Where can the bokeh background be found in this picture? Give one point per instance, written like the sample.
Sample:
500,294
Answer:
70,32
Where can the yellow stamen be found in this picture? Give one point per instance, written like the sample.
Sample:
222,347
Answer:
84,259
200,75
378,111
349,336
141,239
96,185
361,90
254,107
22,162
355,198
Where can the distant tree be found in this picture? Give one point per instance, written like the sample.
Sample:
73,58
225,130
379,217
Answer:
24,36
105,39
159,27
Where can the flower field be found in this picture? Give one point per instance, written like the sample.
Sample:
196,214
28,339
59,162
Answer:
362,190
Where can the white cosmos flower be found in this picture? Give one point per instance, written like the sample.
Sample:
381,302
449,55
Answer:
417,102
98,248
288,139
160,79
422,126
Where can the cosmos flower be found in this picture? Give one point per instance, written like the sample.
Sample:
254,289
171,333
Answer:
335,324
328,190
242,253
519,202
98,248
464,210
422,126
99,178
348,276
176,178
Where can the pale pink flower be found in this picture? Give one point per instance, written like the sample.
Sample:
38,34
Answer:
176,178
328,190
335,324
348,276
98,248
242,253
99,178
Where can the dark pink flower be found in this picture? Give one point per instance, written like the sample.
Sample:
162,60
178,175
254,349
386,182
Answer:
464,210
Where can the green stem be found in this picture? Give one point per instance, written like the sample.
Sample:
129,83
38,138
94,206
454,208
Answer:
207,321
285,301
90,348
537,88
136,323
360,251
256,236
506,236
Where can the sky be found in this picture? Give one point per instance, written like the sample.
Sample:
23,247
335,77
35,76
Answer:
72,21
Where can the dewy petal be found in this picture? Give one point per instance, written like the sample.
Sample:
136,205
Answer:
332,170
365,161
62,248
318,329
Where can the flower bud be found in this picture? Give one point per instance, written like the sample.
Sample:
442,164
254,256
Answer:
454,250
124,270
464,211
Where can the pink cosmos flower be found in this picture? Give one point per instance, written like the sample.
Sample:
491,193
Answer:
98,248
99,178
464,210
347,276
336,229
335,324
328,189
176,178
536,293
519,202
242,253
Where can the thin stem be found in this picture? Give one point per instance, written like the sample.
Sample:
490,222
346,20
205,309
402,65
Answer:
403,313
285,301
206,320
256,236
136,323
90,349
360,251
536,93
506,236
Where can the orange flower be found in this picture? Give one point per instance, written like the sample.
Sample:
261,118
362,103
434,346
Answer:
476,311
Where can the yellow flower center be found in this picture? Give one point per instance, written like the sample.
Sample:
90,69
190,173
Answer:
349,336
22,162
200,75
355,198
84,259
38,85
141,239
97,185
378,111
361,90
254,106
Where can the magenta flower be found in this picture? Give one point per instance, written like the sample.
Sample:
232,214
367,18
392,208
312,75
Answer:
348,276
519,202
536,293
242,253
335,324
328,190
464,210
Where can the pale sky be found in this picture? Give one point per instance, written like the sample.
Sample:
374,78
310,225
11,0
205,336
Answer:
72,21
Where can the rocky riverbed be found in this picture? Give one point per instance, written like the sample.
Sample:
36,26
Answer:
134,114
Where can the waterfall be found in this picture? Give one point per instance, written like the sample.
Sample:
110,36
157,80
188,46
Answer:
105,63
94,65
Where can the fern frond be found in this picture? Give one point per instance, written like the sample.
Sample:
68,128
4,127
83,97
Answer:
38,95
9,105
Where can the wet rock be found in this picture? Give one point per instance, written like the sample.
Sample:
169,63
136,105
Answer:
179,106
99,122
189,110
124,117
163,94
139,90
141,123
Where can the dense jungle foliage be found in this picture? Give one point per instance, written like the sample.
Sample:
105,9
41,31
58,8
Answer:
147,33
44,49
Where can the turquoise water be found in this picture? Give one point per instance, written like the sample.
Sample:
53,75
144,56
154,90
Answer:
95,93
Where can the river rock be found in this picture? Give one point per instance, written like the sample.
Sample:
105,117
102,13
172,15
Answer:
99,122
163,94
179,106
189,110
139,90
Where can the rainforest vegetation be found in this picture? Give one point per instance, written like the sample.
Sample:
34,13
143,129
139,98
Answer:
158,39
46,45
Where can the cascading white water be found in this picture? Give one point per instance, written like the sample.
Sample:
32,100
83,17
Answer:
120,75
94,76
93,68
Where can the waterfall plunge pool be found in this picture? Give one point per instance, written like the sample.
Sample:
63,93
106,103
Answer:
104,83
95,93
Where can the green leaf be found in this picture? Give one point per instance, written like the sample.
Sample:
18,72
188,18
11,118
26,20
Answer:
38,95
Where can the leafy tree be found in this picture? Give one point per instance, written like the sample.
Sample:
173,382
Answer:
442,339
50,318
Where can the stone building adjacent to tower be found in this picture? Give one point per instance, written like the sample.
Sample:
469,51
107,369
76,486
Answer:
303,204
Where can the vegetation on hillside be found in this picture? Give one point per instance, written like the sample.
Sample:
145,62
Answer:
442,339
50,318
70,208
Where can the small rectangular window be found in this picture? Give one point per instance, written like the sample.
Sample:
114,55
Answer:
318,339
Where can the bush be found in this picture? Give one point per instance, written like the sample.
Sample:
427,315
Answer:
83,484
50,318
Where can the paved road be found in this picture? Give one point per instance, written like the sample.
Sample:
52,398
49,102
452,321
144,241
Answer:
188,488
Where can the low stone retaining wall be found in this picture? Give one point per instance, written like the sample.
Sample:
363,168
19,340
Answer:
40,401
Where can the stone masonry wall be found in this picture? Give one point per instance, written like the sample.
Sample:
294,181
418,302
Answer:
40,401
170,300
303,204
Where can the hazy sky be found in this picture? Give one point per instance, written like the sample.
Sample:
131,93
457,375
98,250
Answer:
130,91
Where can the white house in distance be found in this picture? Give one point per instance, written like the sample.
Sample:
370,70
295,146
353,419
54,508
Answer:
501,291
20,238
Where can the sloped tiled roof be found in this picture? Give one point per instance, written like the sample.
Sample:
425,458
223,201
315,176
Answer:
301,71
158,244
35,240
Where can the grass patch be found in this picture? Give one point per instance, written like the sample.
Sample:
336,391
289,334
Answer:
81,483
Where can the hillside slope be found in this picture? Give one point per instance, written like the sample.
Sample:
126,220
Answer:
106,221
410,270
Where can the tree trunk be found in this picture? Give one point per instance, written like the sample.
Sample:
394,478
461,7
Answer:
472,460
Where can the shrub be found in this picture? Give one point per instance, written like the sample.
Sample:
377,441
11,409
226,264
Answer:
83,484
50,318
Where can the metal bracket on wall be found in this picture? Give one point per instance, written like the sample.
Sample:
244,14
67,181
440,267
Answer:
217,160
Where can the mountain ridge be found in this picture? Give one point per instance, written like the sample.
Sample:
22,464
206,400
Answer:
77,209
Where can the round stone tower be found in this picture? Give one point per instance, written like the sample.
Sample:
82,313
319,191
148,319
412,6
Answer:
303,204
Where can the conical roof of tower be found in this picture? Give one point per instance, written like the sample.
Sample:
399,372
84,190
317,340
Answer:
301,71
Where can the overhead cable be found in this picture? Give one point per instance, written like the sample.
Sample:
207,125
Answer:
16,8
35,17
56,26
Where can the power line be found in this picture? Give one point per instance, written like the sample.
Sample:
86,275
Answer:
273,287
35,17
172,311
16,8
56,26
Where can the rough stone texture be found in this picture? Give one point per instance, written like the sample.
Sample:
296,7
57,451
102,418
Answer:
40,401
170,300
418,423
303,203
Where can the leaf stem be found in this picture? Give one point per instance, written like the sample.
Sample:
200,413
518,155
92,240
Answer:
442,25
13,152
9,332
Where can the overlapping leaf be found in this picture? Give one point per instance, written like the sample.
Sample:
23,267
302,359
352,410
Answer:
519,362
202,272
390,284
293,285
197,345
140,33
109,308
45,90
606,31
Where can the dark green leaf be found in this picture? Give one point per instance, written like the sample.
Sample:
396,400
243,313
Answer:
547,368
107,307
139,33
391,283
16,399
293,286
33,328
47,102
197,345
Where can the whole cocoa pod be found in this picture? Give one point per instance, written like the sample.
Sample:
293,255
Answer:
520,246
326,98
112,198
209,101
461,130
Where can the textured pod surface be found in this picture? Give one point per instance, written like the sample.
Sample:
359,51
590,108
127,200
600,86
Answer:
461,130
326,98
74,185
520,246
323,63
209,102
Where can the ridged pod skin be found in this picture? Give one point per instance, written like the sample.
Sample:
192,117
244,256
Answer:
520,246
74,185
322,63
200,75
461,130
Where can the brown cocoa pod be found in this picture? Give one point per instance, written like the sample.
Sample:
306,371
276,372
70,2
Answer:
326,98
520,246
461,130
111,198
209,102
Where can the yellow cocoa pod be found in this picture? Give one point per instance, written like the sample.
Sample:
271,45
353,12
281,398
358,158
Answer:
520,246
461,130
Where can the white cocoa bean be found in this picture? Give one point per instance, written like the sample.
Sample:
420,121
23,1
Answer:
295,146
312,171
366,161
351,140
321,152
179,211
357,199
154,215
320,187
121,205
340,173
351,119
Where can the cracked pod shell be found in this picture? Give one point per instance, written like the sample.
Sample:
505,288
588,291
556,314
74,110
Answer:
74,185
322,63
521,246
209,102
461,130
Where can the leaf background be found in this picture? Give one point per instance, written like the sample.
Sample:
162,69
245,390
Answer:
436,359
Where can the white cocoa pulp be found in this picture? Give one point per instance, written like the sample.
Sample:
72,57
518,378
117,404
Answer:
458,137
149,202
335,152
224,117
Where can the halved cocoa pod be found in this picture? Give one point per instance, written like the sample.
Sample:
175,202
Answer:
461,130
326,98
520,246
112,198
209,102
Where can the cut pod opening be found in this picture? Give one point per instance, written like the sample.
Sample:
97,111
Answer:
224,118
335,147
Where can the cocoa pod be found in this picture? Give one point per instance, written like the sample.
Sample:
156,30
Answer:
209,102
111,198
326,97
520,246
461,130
● ● ●
Task directions:
Count up the lines in the preceding data that include the word "green"; respond with the number only.

Completed exercise:
3